(Shape labeling records)
_ _ _ _

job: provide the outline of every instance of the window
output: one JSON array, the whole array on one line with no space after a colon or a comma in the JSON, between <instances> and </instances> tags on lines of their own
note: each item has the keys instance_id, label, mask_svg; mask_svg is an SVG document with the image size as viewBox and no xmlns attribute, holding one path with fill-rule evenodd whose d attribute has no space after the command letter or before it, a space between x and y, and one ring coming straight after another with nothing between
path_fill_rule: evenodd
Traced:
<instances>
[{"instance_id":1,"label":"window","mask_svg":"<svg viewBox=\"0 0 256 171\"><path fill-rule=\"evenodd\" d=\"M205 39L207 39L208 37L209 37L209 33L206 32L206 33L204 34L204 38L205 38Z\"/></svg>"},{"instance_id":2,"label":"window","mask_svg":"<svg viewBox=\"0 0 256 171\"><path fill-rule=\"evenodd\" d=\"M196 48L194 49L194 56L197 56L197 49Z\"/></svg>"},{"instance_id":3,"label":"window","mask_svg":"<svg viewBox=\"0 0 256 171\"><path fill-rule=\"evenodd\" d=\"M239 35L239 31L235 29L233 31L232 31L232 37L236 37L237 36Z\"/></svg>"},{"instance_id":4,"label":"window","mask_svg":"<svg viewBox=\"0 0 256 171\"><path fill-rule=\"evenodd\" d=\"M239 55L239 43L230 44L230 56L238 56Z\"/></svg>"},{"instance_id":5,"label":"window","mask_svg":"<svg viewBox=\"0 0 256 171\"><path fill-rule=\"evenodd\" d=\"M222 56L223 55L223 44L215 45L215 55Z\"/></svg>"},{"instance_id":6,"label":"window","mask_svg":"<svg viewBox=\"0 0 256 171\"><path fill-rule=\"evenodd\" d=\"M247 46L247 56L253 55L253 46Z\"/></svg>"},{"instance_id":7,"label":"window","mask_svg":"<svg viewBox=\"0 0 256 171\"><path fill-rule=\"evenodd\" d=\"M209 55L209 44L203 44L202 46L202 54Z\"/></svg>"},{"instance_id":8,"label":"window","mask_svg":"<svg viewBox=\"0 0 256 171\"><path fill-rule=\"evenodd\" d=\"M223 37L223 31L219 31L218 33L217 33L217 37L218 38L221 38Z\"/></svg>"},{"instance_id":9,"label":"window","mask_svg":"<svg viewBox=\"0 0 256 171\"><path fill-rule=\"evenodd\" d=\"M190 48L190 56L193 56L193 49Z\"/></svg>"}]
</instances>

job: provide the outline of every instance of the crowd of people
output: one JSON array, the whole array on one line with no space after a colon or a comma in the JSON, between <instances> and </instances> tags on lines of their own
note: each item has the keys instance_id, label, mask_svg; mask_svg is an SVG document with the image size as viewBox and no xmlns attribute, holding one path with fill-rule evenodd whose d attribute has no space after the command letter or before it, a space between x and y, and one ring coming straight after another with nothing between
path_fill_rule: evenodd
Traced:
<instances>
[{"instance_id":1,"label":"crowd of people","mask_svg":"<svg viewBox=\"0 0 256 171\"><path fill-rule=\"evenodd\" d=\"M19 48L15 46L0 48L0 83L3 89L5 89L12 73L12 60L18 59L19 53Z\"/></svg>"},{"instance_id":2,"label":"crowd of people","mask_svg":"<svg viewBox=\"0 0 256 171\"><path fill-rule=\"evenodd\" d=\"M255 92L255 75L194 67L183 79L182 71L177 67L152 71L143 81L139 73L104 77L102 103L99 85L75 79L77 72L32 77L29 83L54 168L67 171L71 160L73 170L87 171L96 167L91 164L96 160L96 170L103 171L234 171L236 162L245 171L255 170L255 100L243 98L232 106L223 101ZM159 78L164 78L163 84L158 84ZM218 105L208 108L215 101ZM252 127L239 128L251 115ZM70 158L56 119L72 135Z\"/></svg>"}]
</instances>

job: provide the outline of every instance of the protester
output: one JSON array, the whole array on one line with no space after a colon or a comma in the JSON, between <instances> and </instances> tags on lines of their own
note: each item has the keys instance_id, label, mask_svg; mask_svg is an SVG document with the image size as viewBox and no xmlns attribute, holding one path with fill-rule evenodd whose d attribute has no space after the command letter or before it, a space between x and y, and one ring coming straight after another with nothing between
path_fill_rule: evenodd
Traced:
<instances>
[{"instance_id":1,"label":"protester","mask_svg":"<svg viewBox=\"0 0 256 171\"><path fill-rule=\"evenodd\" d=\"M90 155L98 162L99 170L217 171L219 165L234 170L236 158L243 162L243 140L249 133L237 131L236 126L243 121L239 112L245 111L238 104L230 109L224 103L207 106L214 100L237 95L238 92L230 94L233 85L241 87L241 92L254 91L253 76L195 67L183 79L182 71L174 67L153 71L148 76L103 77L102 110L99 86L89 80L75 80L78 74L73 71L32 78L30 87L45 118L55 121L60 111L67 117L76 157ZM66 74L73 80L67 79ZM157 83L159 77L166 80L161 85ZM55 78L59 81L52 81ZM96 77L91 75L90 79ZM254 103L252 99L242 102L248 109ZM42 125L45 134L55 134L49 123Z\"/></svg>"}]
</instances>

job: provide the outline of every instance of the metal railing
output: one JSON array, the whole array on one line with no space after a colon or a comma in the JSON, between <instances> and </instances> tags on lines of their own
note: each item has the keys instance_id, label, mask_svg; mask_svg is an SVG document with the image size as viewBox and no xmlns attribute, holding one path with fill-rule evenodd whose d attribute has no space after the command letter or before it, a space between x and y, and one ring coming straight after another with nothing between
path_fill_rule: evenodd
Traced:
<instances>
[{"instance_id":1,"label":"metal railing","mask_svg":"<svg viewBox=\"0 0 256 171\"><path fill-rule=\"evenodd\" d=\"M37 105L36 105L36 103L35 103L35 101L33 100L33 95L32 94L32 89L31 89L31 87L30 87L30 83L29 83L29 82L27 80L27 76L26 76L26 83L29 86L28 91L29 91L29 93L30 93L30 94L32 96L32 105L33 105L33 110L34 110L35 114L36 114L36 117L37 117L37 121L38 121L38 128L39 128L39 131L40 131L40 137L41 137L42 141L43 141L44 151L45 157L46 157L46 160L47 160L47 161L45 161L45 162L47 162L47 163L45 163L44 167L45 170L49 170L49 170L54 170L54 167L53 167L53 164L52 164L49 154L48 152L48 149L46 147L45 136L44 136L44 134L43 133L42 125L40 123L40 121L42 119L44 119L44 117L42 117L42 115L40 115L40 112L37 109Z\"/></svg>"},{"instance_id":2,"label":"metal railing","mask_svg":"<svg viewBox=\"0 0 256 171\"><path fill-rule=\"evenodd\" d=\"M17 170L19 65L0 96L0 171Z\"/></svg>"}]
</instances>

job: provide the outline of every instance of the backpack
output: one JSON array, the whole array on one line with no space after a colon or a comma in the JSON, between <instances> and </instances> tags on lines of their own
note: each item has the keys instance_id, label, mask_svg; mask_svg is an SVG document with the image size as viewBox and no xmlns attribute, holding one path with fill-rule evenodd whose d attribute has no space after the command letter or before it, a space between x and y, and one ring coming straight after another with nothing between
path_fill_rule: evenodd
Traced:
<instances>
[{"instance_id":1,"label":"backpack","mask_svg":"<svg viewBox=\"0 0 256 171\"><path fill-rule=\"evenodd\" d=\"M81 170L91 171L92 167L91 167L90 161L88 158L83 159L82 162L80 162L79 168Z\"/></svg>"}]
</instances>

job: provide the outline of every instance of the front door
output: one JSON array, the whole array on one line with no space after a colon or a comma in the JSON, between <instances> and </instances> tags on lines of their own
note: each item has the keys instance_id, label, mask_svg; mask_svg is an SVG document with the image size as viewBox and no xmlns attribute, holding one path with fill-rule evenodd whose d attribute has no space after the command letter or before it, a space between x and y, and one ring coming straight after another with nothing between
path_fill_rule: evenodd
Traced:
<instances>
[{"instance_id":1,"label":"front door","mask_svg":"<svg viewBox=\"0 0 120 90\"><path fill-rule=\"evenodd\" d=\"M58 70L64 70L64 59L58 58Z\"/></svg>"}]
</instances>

_ _ _ _

Required work
How many lines of the listing above contain the word "people"? Reply with the number alone.

Output of the task
2